Could you reproduce every one of the items below verbatim, line for line?

Location labeling items:
※ ※ ※

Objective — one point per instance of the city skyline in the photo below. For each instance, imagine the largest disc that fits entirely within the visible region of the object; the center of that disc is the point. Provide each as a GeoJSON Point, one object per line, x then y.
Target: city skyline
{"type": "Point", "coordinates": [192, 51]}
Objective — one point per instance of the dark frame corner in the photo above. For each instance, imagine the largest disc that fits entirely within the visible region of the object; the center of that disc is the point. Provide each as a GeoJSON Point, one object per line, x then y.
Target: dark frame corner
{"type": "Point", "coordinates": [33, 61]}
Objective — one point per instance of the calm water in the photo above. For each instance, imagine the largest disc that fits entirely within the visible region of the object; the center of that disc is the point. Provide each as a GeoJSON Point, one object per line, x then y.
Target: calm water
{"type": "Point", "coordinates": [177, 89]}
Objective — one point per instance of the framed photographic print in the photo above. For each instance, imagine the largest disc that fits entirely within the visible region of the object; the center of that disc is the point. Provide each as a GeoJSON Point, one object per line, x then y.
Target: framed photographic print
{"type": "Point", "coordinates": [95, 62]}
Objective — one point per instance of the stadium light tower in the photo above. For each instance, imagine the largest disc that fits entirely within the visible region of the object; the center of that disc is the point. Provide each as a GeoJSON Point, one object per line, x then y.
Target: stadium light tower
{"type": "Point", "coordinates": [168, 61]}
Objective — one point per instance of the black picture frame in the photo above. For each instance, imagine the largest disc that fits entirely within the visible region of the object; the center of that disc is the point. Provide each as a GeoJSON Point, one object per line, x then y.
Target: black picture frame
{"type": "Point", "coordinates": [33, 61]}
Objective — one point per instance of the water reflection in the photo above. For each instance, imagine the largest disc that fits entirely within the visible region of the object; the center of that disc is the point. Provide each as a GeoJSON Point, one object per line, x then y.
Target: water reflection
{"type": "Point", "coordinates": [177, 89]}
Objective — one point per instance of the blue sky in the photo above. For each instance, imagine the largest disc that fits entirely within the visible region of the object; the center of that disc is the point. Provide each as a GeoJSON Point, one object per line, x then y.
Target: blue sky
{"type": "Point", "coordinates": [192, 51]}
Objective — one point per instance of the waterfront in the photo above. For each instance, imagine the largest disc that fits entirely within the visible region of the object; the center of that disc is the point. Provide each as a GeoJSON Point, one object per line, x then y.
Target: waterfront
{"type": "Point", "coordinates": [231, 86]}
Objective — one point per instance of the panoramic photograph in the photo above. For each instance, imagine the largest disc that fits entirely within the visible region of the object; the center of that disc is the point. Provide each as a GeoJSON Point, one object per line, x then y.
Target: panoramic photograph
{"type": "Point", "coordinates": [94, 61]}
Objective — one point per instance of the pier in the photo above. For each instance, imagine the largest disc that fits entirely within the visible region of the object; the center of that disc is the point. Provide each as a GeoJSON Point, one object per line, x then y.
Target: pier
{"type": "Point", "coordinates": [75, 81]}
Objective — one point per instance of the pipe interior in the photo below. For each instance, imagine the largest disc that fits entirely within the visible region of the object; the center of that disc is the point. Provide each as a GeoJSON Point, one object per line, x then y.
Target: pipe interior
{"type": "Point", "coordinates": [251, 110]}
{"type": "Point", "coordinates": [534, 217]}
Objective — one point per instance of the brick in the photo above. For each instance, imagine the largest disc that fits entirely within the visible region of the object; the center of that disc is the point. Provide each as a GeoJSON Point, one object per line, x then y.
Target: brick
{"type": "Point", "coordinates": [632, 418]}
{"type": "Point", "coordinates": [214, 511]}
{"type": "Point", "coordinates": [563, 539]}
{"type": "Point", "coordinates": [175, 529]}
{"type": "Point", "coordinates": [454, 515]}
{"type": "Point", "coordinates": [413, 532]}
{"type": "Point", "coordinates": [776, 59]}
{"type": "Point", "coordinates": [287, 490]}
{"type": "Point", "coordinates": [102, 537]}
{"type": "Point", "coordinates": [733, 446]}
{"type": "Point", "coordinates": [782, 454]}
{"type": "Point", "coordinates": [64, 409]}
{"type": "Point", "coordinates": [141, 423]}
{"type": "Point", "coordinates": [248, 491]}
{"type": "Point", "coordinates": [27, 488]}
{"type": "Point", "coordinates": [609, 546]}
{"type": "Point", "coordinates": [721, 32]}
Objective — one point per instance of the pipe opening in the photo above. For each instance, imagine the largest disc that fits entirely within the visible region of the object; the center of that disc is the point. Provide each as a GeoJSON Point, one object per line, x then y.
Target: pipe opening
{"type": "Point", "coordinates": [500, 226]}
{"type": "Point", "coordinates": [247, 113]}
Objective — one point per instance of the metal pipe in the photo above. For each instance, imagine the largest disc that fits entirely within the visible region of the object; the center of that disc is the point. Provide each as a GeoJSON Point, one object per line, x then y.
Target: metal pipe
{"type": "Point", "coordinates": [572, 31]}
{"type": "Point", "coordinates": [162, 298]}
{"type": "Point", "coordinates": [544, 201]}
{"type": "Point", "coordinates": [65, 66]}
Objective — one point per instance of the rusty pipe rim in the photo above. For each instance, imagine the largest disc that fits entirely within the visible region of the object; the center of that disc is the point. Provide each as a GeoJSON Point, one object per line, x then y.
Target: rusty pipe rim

※ ※ ※

▶ **Answer in full**:
Objective — one point per instance of the city skyline in the photo below. For each instance, imagine the largest disc that fits entirely within the visible region of the object; the center of that disc is the point. Provide each as a GeoJSON Point, one object per line, x then y.
Target: city skyline
{"type": "Point", "coordinates": [192, 51]}
Objective — one point per instance of the dark frame corner in the photo above. For each instance, imagine the largest disc that fits entirely within the visible region of the object; the center of that disc is the point. Provide each as a GeoJSON Point, one object per line, x then y.
Target: dark frame corner
{"type": "Point", "coordinates": [33, 61]}
Objective — one point per instance of the calm water in the photo above. For each instance, imagine the largest disc that fits entirely within the visible region of the object; the center of that disc is the point. Provide each as a GeoJSON Point, one object per line, x then y.
Target: calm water
{"type": "Point", "coordinates": [177, 89]}
Objective — one point per instance of the framed photographic print in the photo above. For each instance, imagine the largest disc that fits entirely within the visible region of the object; the center of that disc is the point. Provide each as a GeoJSON Point, one object per line, x then y.
Target: framed photographic print
{"type": "Point", "coordinates": [95, 62]}
Objective — one point per instance of the stadium light tower in the photo above. For each instance, imagine the largest disc that fits entirely within the visible region of the object; the center of that disc is the point. Provide each as a GeoJSON Point, one object per line, x then y.
Target: stadium light tower
{"type": "Point", "coordinates": [168, 61]}
Objective — one point per instance of the black picture frame in the photo above. For each instance, imagine the largest disc that fits entirely within the visible region of the object; the center of that disc is the point. Provide each as a GeoJSON Point, one object per line, x then y.
Target: black picture frame
{"type": "Point", "coordinates": [33, 61]}
Objective — one point per instance of the water reflection in the photo above. For each instance, imagine the largest disc that fits entirely within the visible region of the object; the center of that disc is the point. Provide each as a GeoJSON Point, one object per line, x then y.
Target: water reflection
{"type": "Point", "coordinates": [177, 89]}
Objective — one point per instance of the blue sky in the photo above. For each instance, imagine the largest disc that fits entirely within the visible region of the object; the center of that disc is the point. Provide each as a GeoJSON Point, one object per line, x then y.
Target: blue sky
{"type": "Point", "coordinates": [192, 51]}
Objective — one point per instance of the waterfront in the photo above. For each instance, imagine the largest disc that fits entirely within the visible region of the object; the center of that disc is the point. Provide each as a GeoJSON Point, one object per line, x then y.
Target: waterfront
{"type": "Point", "coordinates": [231, 86]}
Objective — one point per instance of the panoramic photograph in the photo above. For each instance, imagine the largest disc that fits entirely within the visible region of the object; the center of that disc is the point. Provide each as a GeoJSON Point, one object per line, x then y.
Target: panoramic photograph
{"type": "Point", "coordinates": [94, 61]}
Objective — one point per instance of the pier in the photo above. For each instance, imagine the largest disc that fits entirely within the visible region of the object; the center of that disc is the point. Provide each as a GeoJSON Point, one object per line, x then y.
Target: pier
{"type": "Point", "coordinates": [75, 81]}
Objective — one point per instance of the pipe interior in the photo below. For each instance, imagine the largest disc that fits entirely within the visible region of the object; the center of that disc is the point. Provide each as a GeoJSON Point, one object per line, x then y.
Target: pipe interior
{"type": "Point", "coordinates": [251, 110]}
{"type": "Point", "coordinates": [534, 217]}
Objective — one point per instance of the brick in the photo above. For each instance, imagine the largest disc that fits entirely within the visible region of the object; the center of that disc is the point. Provide each as a GeoJSON Point, one object per line, x then y.
Target: brick
{"type": "Point", "coordinates": [632, 418]}
{"type": "Point", "coordinates": [214, 511]}
{"type": "Point", "coordinates": [563, 539]}
{"type": "Point", "coordinates": [175, 529]}
{"type": "Point", "coordinates": [454, 515]}
{"type": "Point", "coordinates": [413, 532]}
{"type": "Point", "coordinates": [776, 59]}
{"type": "Point", "coordinates": [287, 490]}
{"type": "Point", "coordinates": [102, 537]}
{"type": "Point", "coordinates": [733, 446]}
{"type": "Point", "coordinates": [782, 454]}
{"type": "Point", "coordinates": [64, 409]}
{"type": "Point", "coordinates": [141, 423]}
{"type": "Point", "coordinates": [248, 491]}
{"type": "Point", "coordinates": [27, 488]}
{"type": "Point", "coordinates": [609, 546]}
{"type": "Point", "coordinates": [721, 32]}
Objective — one point per instance of the pipe opening in the photo above. For each instance, imagine the largest disc that fits entirely within the visible region of the object; the center of that disc is the point. Provide each as a GeoJSON Point, one object per line, x then y.
Target: pipe opening
{"type": "Point", "coordinates": [500, 226]}
{"type": "Point", "coordinates": [247, 113]}
Objective — one point per instance of the metal pipe in the photo above. For each instance, imagine the largest disc that fits entirely within the visible region of the object; the center of that disc is the point. Provide each as a GeoJSON Point, one object per line, x then y.
Target: metal pipe
{"type": "Point", "coordinates": [572, 31]}
{"type": "Point", "coordinates": [162, 298]}
{"type": "Point", "coordinates": [544, 201]}
{"type": "Point", "coordinates": [65, 66]}
Objective — one point per instance of the rusty pipe rim in the photo above. For each instance, imagine the largest disc that fits entirely within the visible region of the object; the center of that disc is the point. Provide each as a GeoJSON Point, one object per line, x then y.
Target: rusty pipe rim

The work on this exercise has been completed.